- [Work instructions]:
Print, please, the line that contains "Target: dark tracksuit top zip" and each line after it to the end of the entries, unchanged and with nothing else.

########

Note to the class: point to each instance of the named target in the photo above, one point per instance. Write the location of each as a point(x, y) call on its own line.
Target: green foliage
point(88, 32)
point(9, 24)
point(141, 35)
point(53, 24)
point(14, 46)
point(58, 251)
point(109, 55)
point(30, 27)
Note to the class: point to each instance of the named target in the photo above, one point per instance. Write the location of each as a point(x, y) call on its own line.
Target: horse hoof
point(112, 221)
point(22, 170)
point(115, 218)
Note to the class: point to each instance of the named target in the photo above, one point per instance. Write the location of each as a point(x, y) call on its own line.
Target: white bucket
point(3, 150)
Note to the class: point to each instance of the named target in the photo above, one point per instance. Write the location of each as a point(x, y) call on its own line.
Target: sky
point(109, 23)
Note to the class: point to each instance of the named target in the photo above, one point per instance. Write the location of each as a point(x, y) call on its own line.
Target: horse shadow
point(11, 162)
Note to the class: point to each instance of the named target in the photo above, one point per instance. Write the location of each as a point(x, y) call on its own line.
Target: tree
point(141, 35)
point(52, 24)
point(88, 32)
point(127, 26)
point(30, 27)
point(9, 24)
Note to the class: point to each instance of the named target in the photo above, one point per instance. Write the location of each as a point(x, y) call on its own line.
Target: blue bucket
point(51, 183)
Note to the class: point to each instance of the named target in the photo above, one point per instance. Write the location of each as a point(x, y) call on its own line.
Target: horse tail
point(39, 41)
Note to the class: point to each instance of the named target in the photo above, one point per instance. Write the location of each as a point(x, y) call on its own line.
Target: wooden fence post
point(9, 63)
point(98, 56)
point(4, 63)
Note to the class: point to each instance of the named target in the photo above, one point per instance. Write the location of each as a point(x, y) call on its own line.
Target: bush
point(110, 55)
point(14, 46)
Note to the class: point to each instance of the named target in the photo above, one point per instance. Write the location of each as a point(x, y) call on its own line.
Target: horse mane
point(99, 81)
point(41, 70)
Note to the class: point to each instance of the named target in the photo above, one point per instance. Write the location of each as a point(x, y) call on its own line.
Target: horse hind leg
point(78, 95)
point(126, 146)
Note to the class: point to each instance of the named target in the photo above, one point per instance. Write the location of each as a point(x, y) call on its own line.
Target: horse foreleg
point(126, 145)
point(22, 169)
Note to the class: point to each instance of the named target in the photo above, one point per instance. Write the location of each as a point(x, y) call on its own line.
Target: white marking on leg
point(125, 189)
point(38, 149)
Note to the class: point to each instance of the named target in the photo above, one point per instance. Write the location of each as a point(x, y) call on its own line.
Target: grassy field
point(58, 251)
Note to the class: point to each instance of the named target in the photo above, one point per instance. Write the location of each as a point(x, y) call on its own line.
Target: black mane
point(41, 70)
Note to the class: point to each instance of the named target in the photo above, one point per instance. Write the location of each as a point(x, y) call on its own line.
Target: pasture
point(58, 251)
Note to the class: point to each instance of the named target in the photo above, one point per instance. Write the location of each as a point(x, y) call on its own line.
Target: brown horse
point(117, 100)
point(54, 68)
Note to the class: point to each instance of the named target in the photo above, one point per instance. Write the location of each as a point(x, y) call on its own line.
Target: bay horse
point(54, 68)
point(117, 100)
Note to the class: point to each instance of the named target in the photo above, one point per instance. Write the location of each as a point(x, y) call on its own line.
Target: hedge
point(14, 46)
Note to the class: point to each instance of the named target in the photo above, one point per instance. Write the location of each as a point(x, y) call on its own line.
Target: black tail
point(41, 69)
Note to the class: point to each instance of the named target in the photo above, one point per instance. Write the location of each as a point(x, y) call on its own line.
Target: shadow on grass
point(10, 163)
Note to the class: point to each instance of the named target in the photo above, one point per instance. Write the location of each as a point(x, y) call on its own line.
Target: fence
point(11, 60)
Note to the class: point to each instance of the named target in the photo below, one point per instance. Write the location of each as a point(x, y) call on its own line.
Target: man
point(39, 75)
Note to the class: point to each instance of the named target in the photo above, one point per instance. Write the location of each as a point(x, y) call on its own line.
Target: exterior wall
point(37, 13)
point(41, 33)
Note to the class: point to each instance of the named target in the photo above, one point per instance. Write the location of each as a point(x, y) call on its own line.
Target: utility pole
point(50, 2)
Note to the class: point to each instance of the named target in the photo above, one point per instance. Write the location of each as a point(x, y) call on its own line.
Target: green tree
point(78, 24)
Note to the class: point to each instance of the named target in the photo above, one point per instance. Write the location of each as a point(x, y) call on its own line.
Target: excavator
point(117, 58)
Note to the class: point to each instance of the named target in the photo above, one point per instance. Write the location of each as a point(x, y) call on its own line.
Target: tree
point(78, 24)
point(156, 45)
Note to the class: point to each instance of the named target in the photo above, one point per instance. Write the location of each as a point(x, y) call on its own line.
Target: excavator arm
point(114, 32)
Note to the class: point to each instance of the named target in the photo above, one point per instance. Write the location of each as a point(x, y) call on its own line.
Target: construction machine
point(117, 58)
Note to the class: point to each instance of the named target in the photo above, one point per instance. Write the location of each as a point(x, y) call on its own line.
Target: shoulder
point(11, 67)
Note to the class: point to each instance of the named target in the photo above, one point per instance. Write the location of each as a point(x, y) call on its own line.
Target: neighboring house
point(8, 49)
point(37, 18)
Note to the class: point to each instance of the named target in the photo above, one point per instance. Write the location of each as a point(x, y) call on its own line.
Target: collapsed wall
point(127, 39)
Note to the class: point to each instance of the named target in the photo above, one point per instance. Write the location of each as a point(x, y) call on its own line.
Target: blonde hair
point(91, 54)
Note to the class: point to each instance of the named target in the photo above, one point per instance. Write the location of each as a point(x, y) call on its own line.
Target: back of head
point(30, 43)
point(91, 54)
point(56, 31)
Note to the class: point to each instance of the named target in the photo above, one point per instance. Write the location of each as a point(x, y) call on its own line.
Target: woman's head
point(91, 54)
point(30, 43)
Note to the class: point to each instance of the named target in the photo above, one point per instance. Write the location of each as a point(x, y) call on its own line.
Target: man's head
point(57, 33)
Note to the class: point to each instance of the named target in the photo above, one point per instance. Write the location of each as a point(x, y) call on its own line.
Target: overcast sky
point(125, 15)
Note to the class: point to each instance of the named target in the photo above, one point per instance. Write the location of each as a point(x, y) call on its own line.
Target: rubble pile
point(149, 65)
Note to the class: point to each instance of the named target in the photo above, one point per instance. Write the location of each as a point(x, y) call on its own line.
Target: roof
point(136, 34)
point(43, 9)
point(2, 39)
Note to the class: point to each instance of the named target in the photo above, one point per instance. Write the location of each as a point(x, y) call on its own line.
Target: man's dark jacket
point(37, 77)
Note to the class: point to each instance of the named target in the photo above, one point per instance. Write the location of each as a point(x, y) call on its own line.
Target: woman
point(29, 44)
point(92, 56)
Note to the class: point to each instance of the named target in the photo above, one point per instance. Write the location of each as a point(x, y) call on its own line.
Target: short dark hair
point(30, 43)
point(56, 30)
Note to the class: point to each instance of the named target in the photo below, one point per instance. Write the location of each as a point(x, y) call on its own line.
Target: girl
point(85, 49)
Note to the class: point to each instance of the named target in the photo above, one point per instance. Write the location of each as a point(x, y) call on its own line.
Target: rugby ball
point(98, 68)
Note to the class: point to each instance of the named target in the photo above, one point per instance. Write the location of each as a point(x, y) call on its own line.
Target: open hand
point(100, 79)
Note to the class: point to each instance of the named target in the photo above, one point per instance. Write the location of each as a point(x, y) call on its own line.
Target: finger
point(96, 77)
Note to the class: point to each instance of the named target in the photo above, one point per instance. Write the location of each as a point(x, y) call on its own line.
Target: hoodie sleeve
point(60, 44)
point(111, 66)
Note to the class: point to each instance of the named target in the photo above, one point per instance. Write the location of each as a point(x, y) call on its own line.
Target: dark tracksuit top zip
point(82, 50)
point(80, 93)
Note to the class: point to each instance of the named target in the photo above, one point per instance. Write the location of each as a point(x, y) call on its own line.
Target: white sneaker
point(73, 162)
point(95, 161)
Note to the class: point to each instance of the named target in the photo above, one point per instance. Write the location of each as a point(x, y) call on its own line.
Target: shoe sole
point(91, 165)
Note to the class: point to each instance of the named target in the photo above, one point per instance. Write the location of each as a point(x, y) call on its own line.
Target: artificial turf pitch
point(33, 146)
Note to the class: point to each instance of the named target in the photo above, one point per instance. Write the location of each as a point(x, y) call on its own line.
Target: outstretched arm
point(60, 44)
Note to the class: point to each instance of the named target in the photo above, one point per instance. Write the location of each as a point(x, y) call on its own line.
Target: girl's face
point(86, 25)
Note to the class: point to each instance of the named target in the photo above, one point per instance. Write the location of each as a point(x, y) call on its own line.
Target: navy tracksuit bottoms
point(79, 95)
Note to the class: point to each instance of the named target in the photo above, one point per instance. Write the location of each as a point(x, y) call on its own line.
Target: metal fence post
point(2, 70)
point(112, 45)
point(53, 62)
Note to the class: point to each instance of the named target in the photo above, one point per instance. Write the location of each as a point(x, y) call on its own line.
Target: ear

########

- [Exercise output]:
Target: dark tracksuit top zip
point(82, 50)
point(80, 93)
Note to the class: point to each instance of the named target in the photo above, one point per instance. Write the location of each as a point(x, y) call on its own line.
Target: white sneaker
point(73, 162)
point(95, 161)
Note to the class: point to each instance of the named target in the photo above, one point per instance. Write the location of each as a point(x, y) call on its own line.
Target: shoe sole
point(91, 165)
Note to the class: point to each instance of the named target in the photo above, one point per instance. Write the location of each as a point(x, y) call on its own line.
Target: artificial turf pitch
point(33, 146)
Note to the class: point to each instance of the named target in the photo above, one point per instance. Write the location of each as a point(x, y) call on its own line.
Target: outstretched arm
point(60, 44)
Note to the class: point to each instance of the named target in the photo above, one point per instance. Write the location of each as a point(x, y) call on its own line.
Target: girl's face
point(86, 25)
Note to the class: point to each instance of the named target in the photo above, one point per instance. Write the location of each as a point(x, y) call on its own line.
Target: navy tracksuit bottoms
point(79, 95)
Note to the class: point to each instance of the named target in the photo above, one point per instance. Write the location of each as a point(x, y) call on its own line.
Target: metal fence post
point(2, 70)
point(112, 45)
point(53, 62)
Note to the class: point to each instance of the named target in the photo above, one point per instance. Write the location of each as a point(x, y) call on its own line.
Target: ear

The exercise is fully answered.